▶ EXCERPTED TEXT:
One of the more common drugs of abuse, marijuana, lost popularity among students last year, but only among 10th graders did the decrease reach statistical significance. About 30 percent of the 14,700 sophomores used marijuana at least once during the preceding year—down from the 1997 peak of 34.8 percent.

The percentages of students who used any illicit drug during the past year in the eighth grade (17.7 percent) and 10th grade (34.8 percent) fell slightly to match the lowest levels reported since 1993 and 1995, respectively.

The use of several drugs, including heroin, cocaine, and steroids, remained steady between 2001 and 2002. Rates neither rose nor fell significantly, according to study results. About 5 percent of seniors reported using cocaine during 2001 and 2002.

Alcohol and tobacco are also declining in popularity among these adolescents. Alcohol use dropped by 2 to 3 percent for each of the three grades from 2001 and 2002. In 2002, 71.5 percent of seniors, 60 percent of sophomores, and 38.7 percent of eighth graders said they had consumed alcohol in the previous year.

The Great Smokeout

Researchers saw the most dramatic declines in cigarette use, especially for young students. Smoking rates among eighth graders in 2002 (10.7 percent) are just half of what they were in 1996.

Between 2001 and 2002, the proportion of students who reported ever having smoked fell about 4 percent to 5 percent in each of the three grades surveyed.

Principal investigator Lloyd Johnston, Ph.D., attributed a number of reasons to the drop, such as the avalanche of lawsuits against and negative publicity about the tobacco industry, which has resulted in fewer cigarette ads.

He also pointed out that attitudes toward smoking among students are changing. “When you become a smoker, you make yourself less attractive to the majority of adolescents of the opposite sex—75 percent of our young people said they would prefer to date nonsmokers,” Johnston said.

Any September 11 Effect?

Regarding the overall decreases in drug and alcohol use from 2001 to 2002, Johnston wondered whether the terrorist attacks of September 11, 2001, may have had a “sobering” effect on the nation’s young people, though there are not yet any data to support this hypothesis.

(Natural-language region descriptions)
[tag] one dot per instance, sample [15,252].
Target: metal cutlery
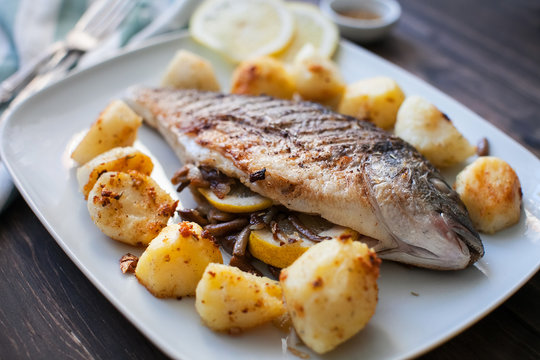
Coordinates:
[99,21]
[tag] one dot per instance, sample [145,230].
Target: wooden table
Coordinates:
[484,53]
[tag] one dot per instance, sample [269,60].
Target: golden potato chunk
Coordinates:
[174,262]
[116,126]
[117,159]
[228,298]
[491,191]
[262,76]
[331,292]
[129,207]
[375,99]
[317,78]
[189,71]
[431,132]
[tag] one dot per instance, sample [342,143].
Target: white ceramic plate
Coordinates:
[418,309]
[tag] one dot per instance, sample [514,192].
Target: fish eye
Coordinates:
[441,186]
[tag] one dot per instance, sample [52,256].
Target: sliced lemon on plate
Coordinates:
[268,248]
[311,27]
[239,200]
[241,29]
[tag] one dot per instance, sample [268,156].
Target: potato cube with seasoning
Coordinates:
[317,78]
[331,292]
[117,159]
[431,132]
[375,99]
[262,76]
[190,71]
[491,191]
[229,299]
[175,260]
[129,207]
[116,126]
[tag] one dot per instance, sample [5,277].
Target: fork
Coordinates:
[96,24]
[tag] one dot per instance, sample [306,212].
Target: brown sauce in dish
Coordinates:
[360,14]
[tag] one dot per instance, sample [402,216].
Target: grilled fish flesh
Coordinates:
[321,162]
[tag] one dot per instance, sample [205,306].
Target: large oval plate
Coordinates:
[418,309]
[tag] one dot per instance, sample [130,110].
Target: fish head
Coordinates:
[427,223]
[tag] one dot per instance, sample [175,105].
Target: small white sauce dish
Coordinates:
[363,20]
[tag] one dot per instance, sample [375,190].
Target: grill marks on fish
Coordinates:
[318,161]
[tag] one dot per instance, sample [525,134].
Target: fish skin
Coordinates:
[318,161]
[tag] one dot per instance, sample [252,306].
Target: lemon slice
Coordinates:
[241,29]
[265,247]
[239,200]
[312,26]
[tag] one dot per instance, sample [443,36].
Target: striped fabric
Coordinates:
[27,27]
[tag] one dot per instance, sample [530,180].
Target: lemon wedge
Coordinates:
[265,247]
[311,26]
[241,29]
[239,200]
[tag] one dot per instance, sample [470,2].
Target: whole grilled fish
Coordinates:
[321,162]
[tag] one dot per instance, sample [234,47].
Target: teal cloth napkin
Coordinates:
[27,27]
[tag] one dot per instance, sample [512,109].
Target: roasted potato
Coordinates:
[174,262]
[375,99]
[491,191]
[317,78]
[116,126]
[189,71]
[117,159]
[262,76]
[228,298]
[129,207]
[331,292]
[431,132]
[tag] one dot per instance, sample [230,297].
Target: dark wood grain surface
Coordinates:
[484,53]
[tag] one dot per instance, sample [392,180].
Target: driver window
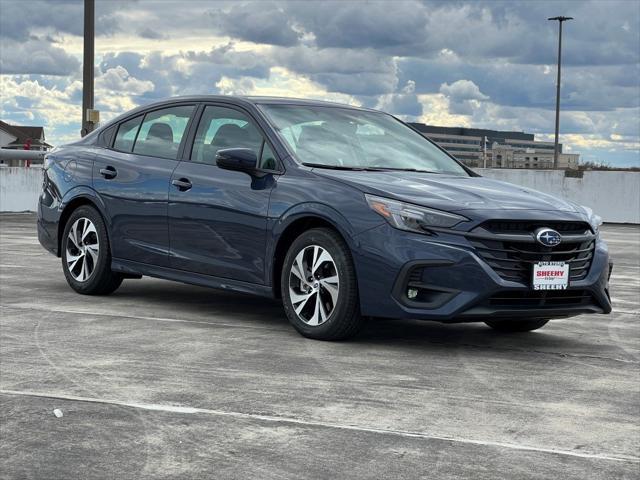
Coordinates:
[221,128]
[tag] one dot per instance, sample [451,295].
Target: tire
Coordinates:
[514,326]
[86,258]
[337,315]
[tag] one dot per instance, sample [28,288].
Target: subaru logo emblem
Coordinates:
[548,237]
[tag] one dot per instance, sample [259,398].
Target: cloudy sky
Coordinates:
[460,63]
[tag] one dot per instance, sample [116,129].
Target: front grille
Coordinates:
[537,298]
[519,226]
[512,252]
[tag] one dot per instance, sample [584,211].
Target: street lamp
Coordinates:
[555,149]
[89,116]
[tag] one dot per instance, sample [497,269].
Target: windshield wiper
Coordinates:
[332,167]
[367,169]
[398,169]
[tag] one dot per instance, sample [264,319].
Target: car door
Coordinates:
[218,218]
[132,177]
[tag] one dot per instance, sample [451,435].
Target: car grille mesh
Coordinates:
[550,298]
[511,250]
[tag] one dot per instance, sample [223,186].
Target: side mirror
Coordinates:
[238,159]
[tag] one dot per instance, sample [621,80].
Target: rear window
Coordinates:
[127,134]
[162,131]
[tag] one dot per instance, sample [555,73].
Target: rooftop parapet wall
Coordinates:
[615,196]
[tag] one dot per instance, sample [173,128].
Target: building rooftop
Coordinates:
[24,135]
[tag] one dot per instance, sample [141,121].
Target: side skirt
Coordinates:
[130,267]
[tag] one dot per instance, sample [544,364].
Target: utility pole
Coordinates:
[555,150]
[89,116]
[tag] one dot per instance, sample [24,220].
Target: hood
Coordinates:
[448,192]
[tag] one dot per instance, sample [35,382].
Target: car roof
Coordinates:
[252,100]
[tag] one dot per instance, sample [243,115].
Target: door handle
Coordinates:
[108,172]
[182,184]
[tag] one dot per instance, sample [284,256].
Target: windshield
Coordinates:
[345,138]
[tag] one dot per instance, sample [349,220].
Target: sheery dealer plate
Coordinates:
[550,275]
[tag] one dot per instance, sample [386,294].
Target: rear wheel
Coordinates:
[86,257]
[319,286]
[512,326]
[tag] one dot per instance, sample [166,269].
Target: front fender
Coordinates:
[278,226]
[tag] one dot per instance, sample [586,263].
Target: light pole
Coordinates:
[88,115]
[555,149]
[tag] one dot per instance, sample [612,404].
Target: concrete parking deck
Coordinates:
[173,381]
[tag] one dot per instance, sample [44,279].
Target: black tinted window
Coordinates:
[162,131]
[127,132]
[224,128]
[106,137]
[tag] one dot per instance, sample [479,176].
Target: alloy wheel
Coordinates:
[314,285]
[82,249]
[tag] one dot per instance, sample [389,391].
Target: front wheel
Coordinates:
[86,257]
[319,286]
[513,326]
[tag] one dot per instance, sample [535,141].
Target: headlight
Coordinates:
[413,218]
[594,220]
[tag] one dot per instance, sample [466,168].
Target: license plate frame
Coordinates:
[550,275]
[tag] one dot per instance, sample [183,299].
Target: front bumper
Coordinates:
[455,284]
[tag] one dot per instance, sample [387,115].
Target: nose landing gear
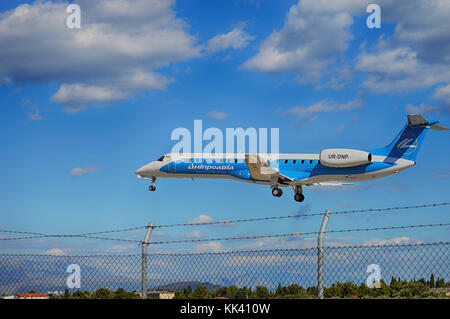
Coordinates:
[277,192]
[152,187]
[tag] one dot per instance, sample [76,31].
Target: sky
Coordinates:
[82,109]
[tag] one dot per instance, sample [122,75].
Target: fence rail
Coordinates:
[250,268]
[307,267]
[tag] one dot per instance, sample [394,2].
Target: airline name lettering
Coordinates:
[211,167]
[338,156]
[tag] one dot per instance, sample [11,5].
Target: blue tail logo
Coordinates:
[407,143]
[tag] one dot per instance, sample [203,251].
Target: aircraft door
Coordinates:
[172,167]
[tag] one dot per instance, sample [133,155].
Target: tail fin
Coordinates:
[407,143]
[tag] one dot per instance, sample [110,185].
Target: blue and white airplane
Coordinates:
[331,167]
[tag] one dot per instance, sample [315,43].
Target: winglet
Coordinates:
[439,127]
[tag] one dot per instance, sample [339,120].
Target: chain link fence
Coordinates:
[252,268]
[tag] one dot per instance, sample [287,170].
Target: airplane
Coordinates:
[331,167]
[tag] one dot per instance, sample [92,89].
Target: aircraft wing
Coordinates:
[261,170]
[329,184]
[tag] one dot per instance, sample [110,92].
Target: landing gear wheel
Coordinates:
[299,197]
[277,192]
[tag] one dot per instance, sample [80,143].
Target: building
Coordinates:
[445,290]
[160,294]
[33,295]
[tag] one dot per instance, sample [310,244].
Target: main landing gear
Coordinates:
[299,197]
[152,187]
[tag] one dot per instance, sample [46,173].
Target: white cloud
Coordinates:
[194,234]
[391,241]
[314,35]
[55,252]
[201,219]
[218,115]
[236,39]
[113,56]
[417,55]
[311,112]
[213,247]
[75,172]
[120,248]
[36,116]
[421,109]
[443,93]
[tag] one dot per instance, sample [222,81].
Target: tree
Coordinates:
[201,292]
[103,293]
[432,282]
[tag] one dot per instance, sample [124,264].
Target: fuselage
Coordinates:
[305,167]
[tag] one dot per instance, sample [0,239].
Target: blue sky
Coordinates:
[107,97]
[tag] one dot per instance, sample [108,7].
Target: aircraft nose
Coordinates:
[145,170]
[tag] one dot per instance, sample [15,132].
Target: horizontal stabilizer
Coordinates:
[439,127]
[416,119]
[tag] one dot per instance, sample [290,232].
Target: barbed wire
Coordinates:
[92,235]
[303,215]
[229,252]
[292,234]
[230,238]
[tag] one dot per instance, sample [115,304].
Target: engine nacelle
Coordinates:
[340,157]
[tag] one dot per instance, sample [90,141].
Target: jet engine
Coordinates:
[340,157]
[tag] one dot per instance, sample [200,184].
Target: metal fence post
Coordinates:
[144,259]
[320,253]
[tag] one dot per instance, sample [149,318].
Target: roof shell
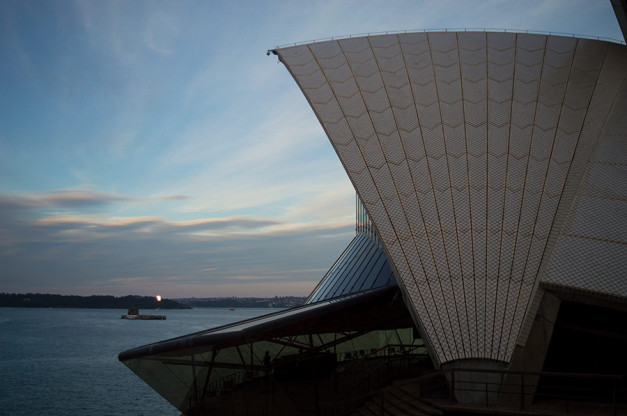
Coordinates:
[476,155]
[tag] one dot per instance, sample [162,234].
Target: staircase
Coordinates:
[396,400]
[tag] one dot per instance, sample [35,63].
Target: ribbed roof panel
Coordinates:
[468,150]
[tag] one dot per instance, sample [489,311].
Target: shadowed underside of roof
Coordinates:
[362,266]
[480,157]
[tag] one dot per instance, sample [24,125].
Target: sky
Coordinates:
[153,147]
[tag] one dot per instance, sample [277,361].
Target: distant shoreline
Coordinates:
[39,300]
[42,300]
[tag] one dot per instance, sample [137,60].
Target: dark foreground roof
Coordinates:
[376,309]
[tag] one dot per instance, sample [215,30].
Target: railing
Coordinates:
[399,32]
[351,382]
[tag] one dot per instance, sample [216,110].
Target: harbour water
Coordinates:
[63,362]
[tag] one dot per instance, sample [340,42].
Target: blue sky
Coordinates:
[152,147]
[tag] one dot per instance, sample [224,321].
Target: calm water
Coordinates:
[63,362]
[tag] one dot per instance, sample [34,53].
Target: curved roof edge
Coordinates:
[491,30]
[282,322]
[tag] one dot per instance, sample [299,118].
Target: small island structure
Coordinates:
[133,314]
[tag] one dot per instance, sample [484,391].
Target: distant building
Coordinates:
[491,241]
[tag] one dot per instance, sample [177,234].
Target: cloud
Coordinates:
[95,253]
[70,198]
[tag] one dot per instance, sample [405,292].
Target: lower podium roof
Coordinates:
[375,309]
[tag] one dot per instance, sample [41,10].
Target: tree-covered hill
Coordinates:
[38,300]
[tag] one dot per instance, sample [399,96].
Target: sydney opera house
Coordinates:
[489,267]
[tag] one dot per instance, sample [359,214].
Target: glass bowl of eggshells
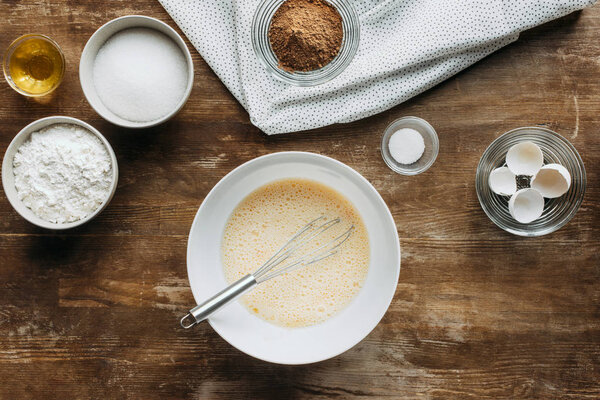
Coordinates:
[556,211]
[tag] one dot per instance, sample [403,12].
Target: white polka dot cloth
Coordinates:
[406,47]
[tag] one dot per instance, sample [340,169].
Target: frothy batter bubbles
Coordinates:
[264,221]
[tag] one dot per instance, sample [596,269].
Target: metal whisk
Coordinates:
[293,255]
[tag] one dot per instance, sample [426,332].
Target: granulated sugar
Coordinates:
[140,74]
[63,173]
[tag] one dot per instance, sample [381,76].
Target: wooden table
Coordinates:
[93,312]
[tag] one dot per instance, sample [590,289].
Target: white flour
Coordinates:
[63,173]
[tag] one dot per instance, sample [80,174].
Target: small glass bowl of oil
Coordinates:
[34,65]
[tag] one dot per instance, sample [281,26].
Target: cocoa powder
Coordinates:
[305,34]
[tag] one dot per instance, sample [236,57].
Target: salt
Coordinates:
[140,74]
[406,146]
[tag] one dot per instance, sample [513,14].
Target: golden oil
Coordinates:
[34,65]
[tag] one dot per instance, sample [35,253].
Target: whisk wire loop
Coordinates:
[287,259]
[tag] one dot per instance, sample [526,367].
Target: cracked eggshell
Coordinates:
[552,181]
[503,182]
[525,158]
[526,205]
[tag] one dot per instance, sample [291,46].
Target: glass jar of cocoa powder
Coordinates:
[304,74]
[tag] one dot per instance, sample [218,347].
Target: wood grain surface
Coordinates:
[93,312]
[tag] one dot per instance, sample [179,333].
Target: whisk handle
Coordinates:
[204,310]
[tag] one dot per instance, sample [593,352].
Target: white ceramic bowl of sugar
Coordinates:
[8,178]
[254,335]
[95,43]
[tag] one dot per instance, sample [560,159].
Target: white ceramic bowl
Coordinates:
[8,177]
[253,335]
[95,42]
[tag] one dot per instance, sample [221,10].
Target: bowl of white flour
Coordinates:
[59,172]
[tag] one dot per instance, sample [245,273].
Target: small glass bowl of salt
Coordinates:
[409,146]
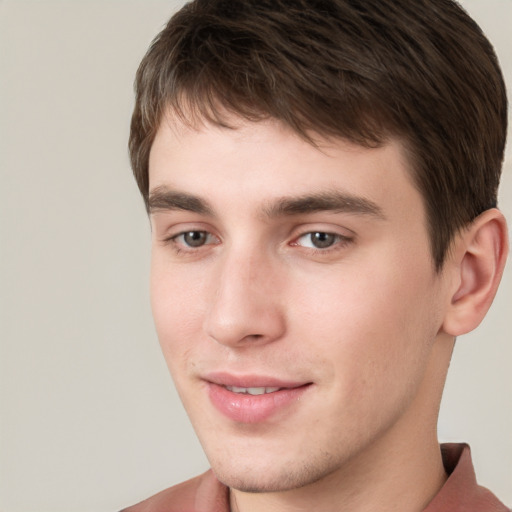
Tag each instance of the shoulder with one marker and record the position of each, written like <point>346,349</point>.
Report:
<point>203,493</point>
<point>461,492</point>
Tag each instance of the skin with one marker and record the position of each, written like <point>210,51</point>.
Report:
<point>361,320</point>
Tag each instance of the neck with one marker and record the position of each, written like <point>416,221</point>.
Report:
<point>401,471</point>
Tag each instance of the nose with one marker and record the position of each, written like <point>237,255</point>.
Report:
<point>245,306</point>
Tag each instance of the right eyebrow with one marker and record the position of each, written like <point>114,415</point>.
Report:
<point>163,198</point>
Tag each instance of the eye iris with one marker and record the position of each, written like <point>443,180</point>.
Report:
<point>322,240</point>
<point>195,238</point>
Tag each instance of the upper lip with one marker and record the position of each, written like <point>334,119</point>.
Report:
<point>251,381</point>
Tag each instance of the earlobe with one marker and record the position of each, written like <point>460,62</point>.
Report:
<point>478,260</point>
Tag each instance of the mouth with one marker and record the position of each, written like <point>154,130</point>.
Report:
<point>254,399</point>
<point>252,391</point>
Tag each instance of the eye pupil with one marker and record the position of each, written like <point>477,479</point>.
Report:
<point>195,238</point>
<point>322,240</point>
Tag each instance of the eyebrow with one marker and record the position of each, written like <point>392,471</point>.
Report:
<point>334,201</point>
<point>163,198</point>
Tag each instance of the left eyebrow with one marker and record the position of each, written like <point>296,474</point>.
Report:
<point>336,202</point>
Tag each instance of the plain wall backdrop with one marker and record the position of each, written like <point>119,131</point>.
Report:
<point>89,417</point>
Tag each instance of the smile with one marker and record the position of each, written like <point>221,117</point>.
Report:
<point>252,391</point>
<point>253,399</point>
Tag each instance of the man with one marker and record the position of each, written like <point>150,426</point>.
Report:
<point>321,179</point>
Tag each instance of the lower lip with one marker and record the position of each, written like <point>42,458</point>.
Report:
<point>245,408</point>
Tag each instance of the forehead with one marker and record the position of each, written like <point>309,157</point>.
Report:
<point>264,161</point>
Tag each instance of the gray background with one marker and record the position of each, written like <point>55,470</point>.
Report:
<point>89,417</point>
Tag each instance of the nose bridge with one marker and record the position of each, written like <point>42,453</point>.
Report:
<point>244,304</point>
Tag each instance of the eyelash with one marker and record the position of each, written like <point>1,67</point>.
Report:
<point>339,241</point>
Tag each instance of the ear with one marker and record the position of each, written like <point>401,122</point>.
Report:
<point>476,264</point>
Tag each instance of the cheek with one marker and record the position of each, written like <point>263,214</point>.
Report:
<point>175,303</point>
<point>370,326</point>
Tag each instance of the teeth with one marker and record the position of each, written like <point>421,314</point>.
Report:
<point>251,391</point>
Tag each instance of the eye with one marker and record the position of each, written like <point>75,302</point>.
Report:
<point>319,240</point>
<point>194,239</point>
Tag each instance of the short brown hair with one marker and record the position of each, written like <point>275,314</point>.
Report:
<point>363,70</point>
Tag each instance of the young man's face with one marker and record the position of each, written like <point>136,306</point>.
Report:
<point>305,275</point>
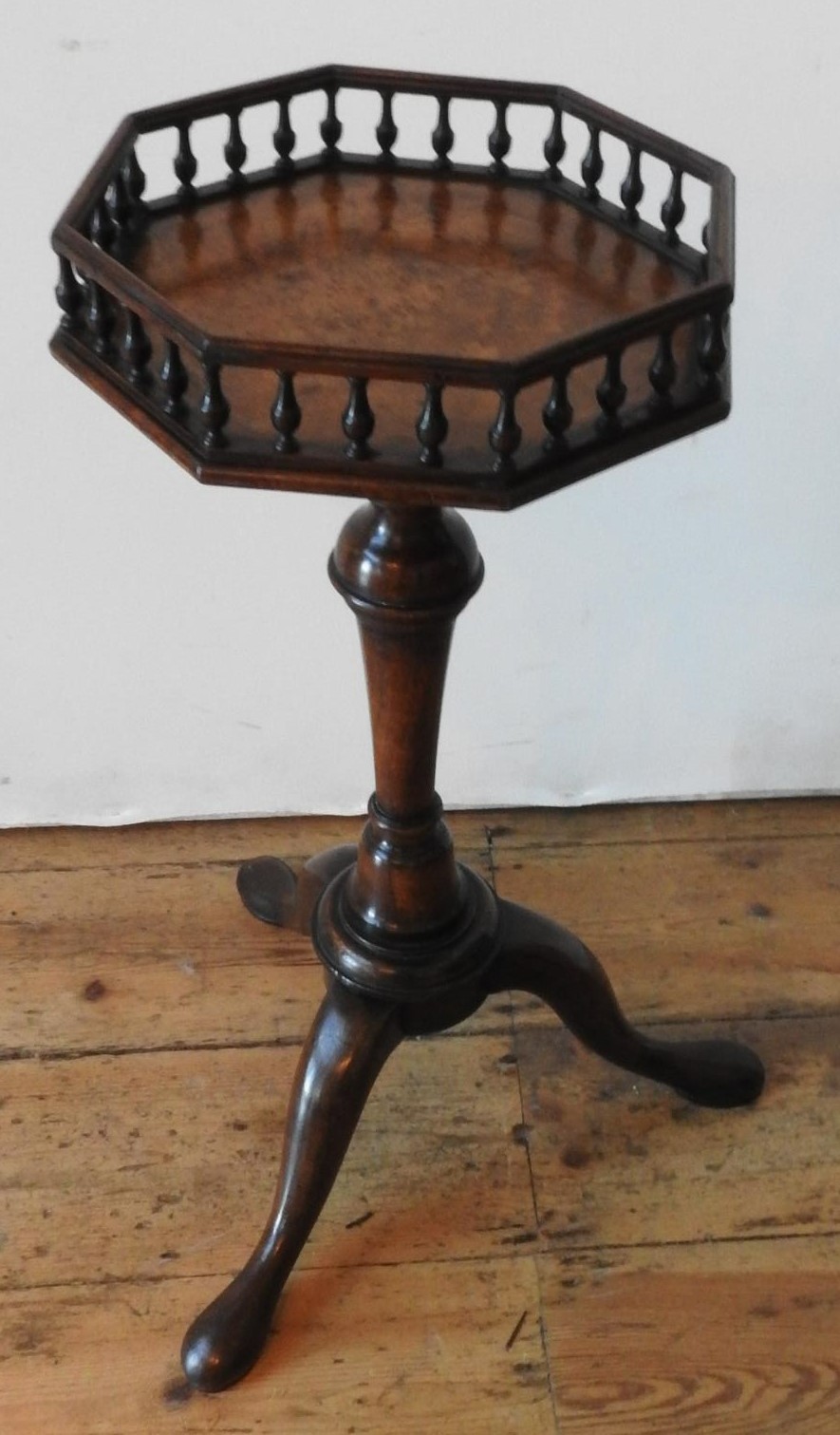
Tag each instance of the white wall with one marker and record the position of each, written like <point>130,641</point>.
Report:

▶ APPLY WHAT YOU READ:
**1.** Answer these from the student drug-use text:
(a) What percentage of eighth graders smoked in 2002?
(b) About what percentage of seniors reported using cocaine during 2001 and 2002?
(c) What percentage of young people said they would prefer to date nonsmokers?
**2.** Repeat the part of the student drug-use text that opens with the words containing "The percentages of" and closes with "the previous year.".
The listing has no connection to the student drug-use text.

▶ RESPONSES FOR EACH TASK:
**1.**
(a) 10.7 percent
(b) About 5 percent
(c) 75 percent

**2.**
The percentages of students who used any illicit drug during the past year in the eighth grade (17.7 percent) and 10th grade (34.8 percent) fell slightly to match the lowest levels reported since 1993 and 1995, respectively.

The use of several drugs, including heroin, cocaine, and steroids, remained steady between 2001 and 2002. Rates neither rose nor fell significantly, according to study results. About 5 percent of seniors reported using cocaine during 2001 and 2002.

Alcohol and tobacco are also declining in popularity among these adolescents. Alcohol use dropped by 2 to 3 percent for each of the three grades from 2001 and 2002. In 2002, 71.5 percent of seniors, 60 percent of sophomores, and 38.7 percent of eighth graders said they had consumed alcohol in the previous year.